Working data:
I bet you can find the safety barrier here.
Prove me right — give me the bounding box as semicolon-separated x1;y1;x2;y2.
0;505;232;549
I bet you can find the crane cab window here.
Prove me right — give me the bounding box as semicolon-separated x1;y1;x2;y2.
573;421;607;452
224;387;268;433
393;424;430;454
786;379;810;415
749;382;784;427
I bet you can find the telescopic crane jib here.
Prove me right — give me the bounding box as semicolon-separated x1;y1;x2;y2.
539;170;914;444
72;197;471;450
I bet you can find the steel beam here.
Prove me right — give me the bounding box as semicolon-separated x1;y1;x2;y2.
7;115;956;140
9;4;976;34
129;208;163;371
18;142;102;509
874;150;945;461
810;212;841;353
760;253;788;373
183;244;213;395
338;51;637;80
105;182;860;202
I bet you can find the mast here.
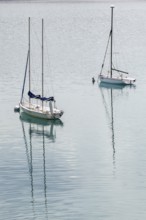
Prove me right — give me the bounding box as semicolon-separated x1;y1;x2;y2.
110;6;114;78
28;17;31;104
42;19;44;110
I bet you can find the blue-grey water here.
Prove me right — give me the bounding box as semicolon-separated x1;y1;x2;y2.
0;1;146;220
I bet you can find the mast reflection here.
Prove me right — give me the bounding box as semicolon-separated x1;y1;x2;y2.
99;83;136;164
20;113;63;219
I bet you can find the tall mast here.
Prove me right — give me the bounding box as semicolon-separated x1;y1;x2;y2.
28;17;31;104
42;19;44;110
110;6;114;78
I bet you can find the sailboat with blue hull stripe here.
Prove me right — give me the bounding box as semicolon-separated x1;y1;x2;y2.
19;18;64;119
99;6;136;85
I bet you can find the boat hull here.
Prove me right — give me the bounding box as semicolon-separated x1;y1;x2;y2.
20;103;63;120
99;75;136;85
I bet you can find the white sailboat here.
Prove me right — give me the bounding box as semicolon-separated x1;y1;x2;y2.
19;18;64;119
99;6;136;85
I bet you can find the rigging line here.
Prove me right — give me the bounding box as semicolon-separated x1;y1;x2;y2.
100;31;111;75
44;30;54;96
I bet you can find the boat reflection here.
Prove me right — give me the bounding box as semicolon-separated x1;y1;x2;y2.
99;82;136;90
20;113;63;219
99;82;136;163
20;112;63;141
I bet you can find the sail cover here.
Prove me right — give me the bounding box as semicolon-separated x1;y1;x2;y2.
28;91;54;101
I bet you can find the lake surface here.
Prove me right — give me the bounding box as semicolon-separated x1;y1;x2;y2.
0;1;146;220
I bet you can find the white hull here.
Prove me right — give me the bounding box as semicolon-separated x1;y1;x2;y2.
99;75;136;85
20;103;63;119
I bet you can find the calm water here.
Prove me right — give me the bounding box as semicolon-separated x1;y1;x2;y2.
0;1;146;220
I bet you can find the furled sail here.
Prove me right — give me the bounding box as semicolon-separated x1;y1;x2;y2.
28;91;55;101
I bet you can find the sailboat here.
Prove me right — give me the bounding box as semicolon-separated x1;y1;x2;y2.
19;18;64;119
99;6;136;85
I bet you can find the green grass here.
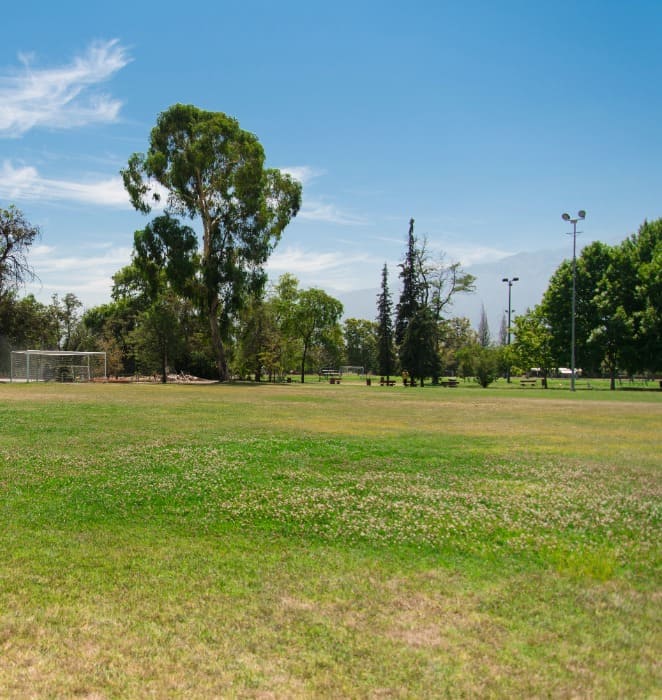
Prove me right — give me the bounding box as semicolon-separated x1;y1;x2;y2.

Aim: Copy all of the data above verbatim, leaving out the pictures.

Reply:
I bet you can find the safety barrier here.
Prove me right — give me the bounding box as semicolon-separated x1;y1;x2;y2.
0;505;232;549
I bet you can find the crane cab window here.
Prove me right — give me the bounding box as semicolon-separated x1;y1;x2;y2.
573;421;607;452
224;387;268;433
393;424;430;454
786;379;810;415
749;382;784;427
I bet you can find the telescopic crane jib here.
Prove me right — give me the bounding box as semicolon-separated x1;y1;x2;y2.
539;170;914;444
72;197;471;450
I bet you can find the steel beam here.
Prove me right — give me the bounding box as semicolon-separated x1;y1;x2;y2.
7;115;956;140
9;4;976;34
129;208;163;371
18;142;102;509
874;150;945;461
810;212;841;353
760;253;788;373
183;244;213;395
338;51;637;80
105;182;860;202
I bet you can find the mast here.
Prove me right — give me the bounding box as semicolon-separated x1;y1;x2;y2.
110;6;114;78
28;17;31;104
42;19;44;110
I bet you can find the blue-grey water here.
Prove me right — give me the bounding box as semicolon-separated x1;y1;x2;y2.
0;1;146;220
I bet you can find the mast reflection here.
Prove me right — give me the bounding box as semicolon-separated x1;y1;x2;y2.
99;83;136;164
20;113;63;219
I bet you can find the tall mast here.
Prove me right — give me the bounding box as semicolon-separated x1;y1;x2;y2.
28;17;31;104
42;19;44;110
110;6;114;78
I bet you can find the sailboat with blue hull stripe here.
Prove me right — give me the bounding box as semicolon-separated x1;y1;x2;y2.
19;18;64;119
99;6;136;85
I bet you can find the boat hull here.
Prove me right — give me the bounding box as semicolon-separated x1;y1;x2;y2.
20;103;63;120
99;75;136;85
I bet you can find the white sailboat here.
Prove me right — give me the bounding box as semicolon-separated x1;y1;x2;y2.
19;18;64;119
99;6;136;85
I bet you can find the rigging line here.
Prove me right — give me the bounding box as semicolon-separated x1;y1;x2;y2.
100;31;111;75
44;30;54;96
I bet you can find the boat reflection here.
Prove me right — give me the bounding box as semicolon-separated x1;y1;x2;y2.
99;82;136;90
20;113;63;219
99;82;136;163
20;112;63;141
I bet you can find the sail cover here.
Prove me right — give me the bounding box as semicolon-separated x1;y1;x2;y2.
28;91;54;101
I bet you can find the lake surface here.
Prove me right — give me the bounding box as semicolon-separated x1;y1;x2;y2.
0;1;146;220
I bet you can find the white hull here.
Prove me right — give me the bounding box as semicolon-separated x1;y1;x2;y2.
99;75;136;85
20;103;63;119
I bet you can find the calm water here.
Prove me right — give me the bounding box as semicolon-separated x1;y1;x2;y2.
0;1;146;220
I bet you can find the furled sail here.
Prove me right — give me the bounding box as semicolon-separated x1;y1;x2;y2.
28;91;55;101
I bet you can find the sailboat here.
Prove me right — give me the bounding box as semicolon-separated x1;y1;x2;y2.
19;18;64;119
99;6;136;85
I bet you can find the green grass here.
Prove me right — give me the bounding box as semicolon-separated x1;y1;x2;y2.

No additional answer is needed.